Format each line of the listing below as a JSON array of strings, one string per line, skipping any blank lines.

Exercise inputs

=-=-=-=-=

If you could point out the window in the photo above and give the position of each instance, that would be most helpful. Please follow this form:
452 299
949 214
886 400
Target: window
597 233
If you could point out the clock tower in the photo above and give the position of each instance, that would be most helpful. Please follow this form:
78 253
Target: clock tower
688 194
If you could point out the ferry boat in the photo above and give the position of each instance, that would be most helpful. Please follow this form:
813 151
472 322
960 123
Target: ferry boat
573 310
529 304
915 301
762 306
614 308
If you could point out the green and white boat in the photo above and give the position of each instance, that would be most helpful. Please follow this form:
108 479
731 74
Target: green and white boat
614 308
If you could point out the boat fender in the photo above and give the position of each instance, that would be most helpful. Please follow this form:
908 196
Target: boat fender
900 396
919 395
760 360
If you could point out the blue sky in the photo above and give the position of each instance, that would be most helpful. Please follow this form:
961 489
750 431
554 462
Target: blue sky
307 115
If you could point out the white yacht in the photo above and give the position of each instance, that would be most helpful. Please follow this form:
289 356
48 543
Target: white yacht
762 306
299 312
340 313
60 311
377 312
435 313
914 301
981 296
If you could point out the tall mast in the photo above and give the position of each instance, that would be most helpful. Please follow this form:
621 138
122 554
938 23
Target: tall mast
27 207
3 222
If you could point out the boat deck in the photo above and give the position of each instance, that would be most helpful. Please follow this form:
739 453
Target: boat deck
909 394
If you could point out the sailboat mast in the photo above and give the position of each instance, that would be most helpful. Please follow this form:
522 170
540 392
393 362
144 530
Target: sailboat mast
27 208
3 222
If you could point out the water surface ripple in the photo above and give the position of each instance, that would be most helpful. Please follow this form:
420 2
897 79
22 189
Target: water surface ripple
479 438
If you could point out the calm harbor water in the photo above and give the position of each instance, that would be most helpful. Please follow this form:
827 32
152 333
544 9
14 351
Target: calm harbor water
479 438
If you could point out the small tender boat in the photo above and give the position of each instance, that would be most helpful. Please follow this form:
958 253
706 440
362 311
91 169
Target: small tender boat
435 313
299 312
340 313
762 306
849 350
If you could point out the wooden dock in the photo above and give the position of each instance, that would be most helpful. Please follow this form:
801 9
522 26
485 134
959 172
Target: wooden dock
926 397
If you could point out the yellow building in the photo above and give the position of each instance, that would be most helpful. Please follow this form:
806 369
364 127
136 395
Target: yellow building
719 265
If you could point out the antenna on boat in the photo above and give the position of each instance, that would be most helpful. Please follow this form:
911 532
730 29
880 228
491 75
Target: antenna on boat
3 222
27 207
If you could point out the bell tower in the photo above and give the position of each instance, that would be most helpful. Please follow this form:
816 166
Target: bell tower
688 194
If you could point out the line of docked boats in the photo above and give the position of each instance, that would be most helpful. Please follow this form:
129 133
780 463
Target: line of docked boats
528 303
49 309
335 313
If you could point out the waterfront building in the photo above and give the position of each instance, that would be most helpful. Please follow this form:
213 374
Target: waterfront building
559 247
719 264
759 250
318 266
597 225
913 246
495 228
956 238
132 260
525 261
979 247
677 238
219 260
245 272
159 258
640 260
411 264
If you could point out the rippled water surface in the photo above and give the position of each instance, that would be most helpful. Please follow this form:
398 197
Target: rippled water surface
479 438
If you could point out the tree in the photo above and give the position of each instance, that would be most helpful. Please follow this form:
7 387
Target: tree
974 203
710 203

=-=-=-=-=

Reply
[
  "If you could point out the window in the photo above and give the position of each instance, that would be most helpful. Please follow this form:",
  "452 299",
  "949 214",
  "886 400",
  "Target: window",
  "597 233",
  "If you could point out the clock tower in the photo above and give the position of each instance, that would be most helpful. Please follow this form:",
  "78 253",
  "Target: clock tower",
  "688 194",
  "If you could point out the ferry boat in the photo above and give the position of each instance, that would be most helpful. Please follow this form:",
  "813 151",
  "472 322",
  "960 123",
  "Target: ferry boat",
  "573 310",
  "529 304",
  "915 301",
  "762 306",
  "614 308",
  "If you could point out the green and white boat in the photo above and give the position of each instance, that would be most helpful. Please follow this form:",
  "108 479",
  "731 74",
  "Target: green and white boat",
  "614 308",
  "If you could point out the boat fender in the photo above and give the position of each instance, that would be most helpful. Please follow this form:",
  "908 196",
  "Target: boat fender",
  "900 396",
  "919 395",
  "760 360",
  "If you could point out the blue sky in the photo above and give the position of each instance, that would be most helpful. Please follow this form:",
  "961 489",
  "750 431",
  "554 462",
  "Target: blue sky",
  "307 115",
  "If you could point out the white yacht in the photo above and give the position of each instance, that would be most helpful. Please follow this form:",
  "289 356",
  "48 543",
  "Target: white yacht",
  "762 306",
  "299 312",
  "340 313",
  "60 311",
  "377 312",
  "435 313",
  "914 301",
  "981 296",
  "If you could point out the tall mast in the photo above and give the position of each instance, that would be most helpful. Please follow this form:",
  "621 138",
  "122 554",
  "938 23",
  "Target: tall mast",
  "27 207",
  "3 222",
  "If you could point out the boat deck in the photo above and give the position of each instance, that would be most helpful. Please follow this form:",
  "739 453",
  "Target: boat deck",
  "909 394",
  "If you could point out the sailboat mast in the photo above and give the position of each instance, that would be most helpful. Please follow this form:",
  "522 170",
  "540 392",
  "393 362",
  "144 530",
  "Target: sailboat mast",
  "27 208",
  "3 222",
  "If you could point out the water surface ripple in the photo above and give the position of each instance, that would be most helpful. Please follow this form:",
  "420 2",
  "897 79",
  "22 189",
  "Target: water surface ripple",
  "479 438",
  "If you could point out the calm harbor water in the photo above and give the position of each instance, that would be most helpful. Please follow this form:",
  "827 32",
  "152 333",
  "544 9",
  "14 351",
  "Target: calm harbor water",
  "479 438",
  "If you could point out the small tender boat in the photo above and give the position of each instance, that would be most helpful. Please follow this form:",
  "958 253",
  "706 440",
  "362 311",
  "91 169",
  "Target: small tender boat",
  "435 313",
  "299 312",
  "340 313",
  "762 306",
  "849 350",
  "If you could point out the wooden dock in the photo above and give the position of each instance, that would be most helpful. Please follow this form:",
  "801 9",
  "522 26",
  "485 134",
  "959 172",
  "Target: wooden dock",
  "926 397",
  "If you could point out the yellow building in the photo above and give the position of each instance, that would be most helpful. Please follow this form:",
  "806 369",
  "364 127",
  "136 395",
  "Target: yellow building",
  "719 265",
  "If you could point out the antenna on boat in the photo above and give the position of each instance, that would be most helpful. Please follow this form:",
  "911 532",
  "730 29",
  "880 228",
  "491 75",
  "Target: antenna on boat",
  "3 222",
  "27 207",
  "If you could point out the bell tower in the photo above and give the position of each instance, that would be most helpful. Please follow this form:",
  "816 166",
  "Target: bell tower",
  "688 194",
  "If you could point out the line of docked boats in the photo above and give the position of each instance, that would be most helpful. Please follow this form:",
  "129 133",
  "780 463",
  "Target: line of docked boats",
  "528 303",
  "49 309",
  "335 313",
  "If you could point out the waterfront building in the photo above and give the position of each instance, that would be most helpful. Please follow this form:",
  "213 374",
  "Target: waterfront building",
  "559 247",
  "719 264",
  "759 250",
  "318 266",
  "597 225",
  "913 246",
  "495 228",
  "956 238",
  "132 260",
  "525 261",
  "979 247",
  "677 238",
  "219 260",
  "245 272",
  "159 258",
  "640 260",
  "411 264",
  "If you could point out the rippled water surface in the photo above and give the position of each instance, that would be most helpful. Please follow this form:",
  "398 197",
  "Target: rippled water surface",
  "479 438",
  "If you could point out the tree in the photo above and give the position of each instance, that would be most helpful. Please follow this form:",
  "7 387",
  "Target: tree",
  "974 203",
  "710 203"
]